** BEGIN Selected passage **
February 23, 2010
Last week I looked at six of the Best Picture nominees from 1943, the last year the Academy nominated ten films for Best Picture, until they expanded the category once more in 2010. Today I’ll look at the remaining four titles, with James Agee and Manny Farber again providing perspective with their reviews from the period. The idea is to approach these films with fresh eyes, outside of the reputations (or lack of) that have accrued over time.
Madame Curie (1943, directed by Mervyn LeRoy)
Sadly, the production history of this turgid biopic is far more fascinating than the film itself (most of this history comes from Christopher Frayling’s Mad, Bad and Dangerous?: The Scientist in Cinema). After their success with The Story of Louis Pasteur in 1936, Warner Bros. was circling Marie Curie’s story as a follow-up, with the Pasteur combo of director William Dieterle and actress Josephine Hutchinson penciled in for the project. But in 1937, Eve Curie’s biography of her mother was published, and interest in the story skyrocketed. Universal snagged the rights, intending Irene Dunne to star. Unable to produce an agreeable script, Universal sold the rights (along with Show Boat) to MGM in 1938 for $200,000.
** END Selected passage **
§ **Parts of the exercise**:
• A. In the post on the 1943 Best Picture nominees, which actress did Universal intend to star in its Marie Curie film?
• B. Continue the post on the 1943 Best Picture nominees from its last sentence.
** BEGIN Supplied material **
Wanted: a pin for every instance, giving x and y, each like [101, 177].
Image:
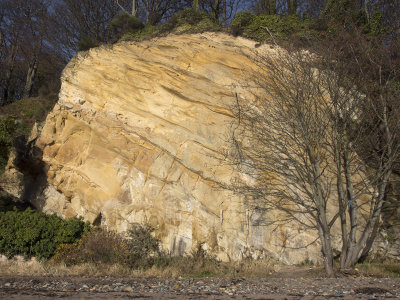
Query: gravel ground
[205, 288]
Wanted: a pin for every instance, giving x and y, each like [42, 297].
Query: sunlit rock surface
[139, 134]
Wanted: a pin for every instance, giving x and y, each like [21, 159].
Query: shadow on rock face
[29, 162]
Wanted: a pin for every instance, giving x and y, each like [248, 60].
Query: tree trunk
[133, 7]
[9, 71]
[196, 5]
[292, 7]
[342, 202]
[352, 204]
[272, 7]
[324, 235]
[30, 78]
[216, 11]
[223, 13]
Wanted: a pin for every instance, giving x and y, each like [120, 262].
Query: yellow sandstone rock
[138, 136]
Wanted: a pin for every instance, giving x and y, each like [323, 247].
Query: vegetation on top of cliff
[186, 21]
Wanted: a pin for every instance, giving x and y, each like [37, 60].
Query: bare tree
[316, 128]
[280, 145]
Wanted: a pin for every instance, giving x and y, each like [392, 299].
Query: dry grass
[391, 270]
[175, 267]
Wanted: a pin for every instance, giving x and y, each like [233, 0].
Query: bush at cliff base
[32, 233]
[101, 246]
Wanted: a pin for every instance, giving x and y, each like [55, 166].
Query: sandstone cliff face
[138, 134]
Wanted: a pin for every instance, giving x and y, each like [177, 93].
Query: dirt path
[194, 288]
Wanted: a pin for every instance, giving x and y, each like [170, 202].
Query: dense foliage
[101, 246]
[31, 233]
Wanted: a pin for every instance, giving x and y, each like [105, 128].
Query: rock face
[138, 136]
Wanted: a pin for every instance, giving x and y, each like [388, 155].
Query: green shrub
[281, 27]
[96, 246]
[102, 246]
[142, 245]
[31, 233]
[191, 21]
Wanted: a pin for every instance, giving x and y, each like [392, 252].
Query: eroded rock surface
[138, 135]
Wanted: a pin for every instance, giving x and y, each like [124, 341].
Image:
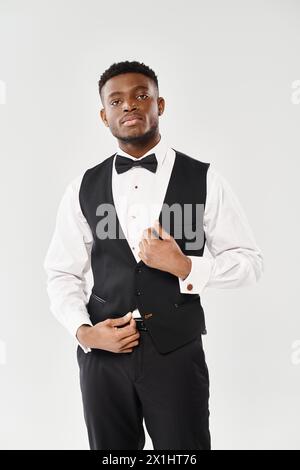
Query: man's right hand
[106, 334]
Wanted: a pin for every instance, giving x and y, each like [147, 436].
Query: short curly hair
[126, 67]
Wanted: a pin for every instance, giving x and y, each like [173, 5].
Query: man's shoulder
** END Supplied material **
§ **Answers given**:
• A. Irene Dunne

• B.
MGM found it equally difficult to hammer out a script, taking five years and hiring 18 screenwriters before settling on the pages. Two of those 18 were Aldous Huxley and F. Scott Fitzgerald. The dream version of the movie had Huxley as writer, George Cukor as director, and Greta Garbo as star. Garbo was motivated to play the lead, but Huxley turned in a 145 page draft that was eventually tossed for being too “scientific”, as Tom Dardis quotes in his Some Time in the Sun.
Producers Bernard Hyman and Sidney Franklin then turned to Fitzgerald. His story, according to Frayling, wanted to focus on Madame Curie’s role as a “modern woman”. He expressed his interest to Zelda in a letter:
Madame Curie progresses and it is a relief to be working on something that the censors have nothing against…. The more I read about the woman the more I think about her as one of the most admirable people of our time. I hope we can get a little of that into the story.
Fitzgerald was fired after 18 months of work. The final writing credit was given to Paul Osborn and Paul H. Rameau, who turned in a more conventional script that focused mainly on the love story between Marie and Pierre Curie. Revisions continued right up to filming, and director Albert Lewin was replaced by Mervyn LeRoy soon before the start of production. These years of work produced some tantalizing what-ifs, but the finished product is a rather dire simplification of a remarkable life. The first half of the film finds distinguished scientists Marie Sklodovksa (Greer Garson) and Pierre Curie (Walter Pidgeon) toss moony looks at each other through gauzy lighting, while the second half compresses a lifetime of scientific discovery into a few anxious stares and lots of shouting. Neither section is convincing, aside from the small sections with Robert Walker’s obsequious lab assistant (with whom Marie Curie was rumored to have an affair). Agee is with me: “A smooth, rather horrible romanticization of a subject I am sorry to see romanticized.”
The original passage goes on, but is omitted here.